** start of Supplied records **
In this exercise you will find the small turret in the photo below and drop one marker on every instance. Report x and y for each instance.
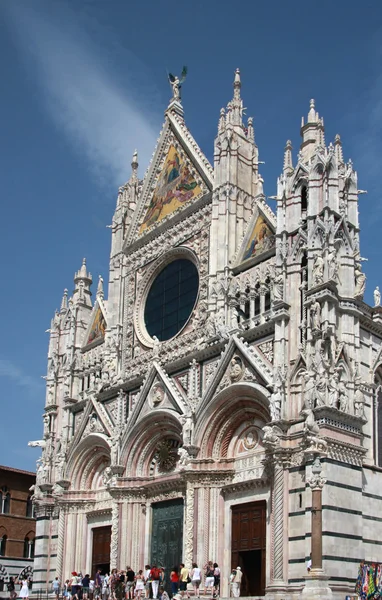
(288, 163)
(64, 301)
(134, 168)
(82, 282)
(338, 150)
(312, 133)
(100, 287)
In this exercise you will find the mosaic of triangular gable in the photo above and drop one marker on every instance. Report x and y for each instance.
(261, 239)
(176, 186)
(97, 331)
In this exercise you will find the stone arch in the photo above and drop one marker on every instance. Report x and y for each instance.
(3, 573)
(139, 449)
(237, 404)
(86, 458)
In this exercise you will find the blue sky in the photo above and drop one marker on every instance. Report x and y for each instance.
(84, 84)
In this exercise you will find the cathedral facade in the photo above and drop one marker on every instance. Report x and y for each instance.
(186, 412)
** end of Supplied records **
■ Exercise aim ■
Rewrite the records above as a JSON list of strings, one string per line, with blank lines omitted. Leave the picture out.

■ Expected output ■
[
  "In this exercise you will find the small turret in the photo below and drop one marker on every instance. Report x and y for each instance.",
  "(288, 163)",
  "(64, 301)",
  "(134, 168)",
  "(82, 282)",
  "(338, 150)",
  "(312, 133)",
  "(100, 287)",
  "In this exercise you will find the mosaic of triangular gable in the photo above and drop one marker on every instance. Report x and y for each instance.",
  "(261, 239)",
  "(176, 186)",
  "(97, 331)",
  "In this exercise you will find the stone arch in the photo above and drop one marker on every instance. Report x and y for each instance.",
  "(3, 573)",
  "(139, 449)",
  "(237, 404)",
  "(86, 458)",
  "In this exercise you will find the blue sky in the photo above and drop one marker on every instance. Report x and y for each instance.",
  "(84, 84)",
  "In this exercise you will find the cathedral facade in the photo above and drop one marker on every instance. Report x and y for each instance.",
  "(186, 412)"
]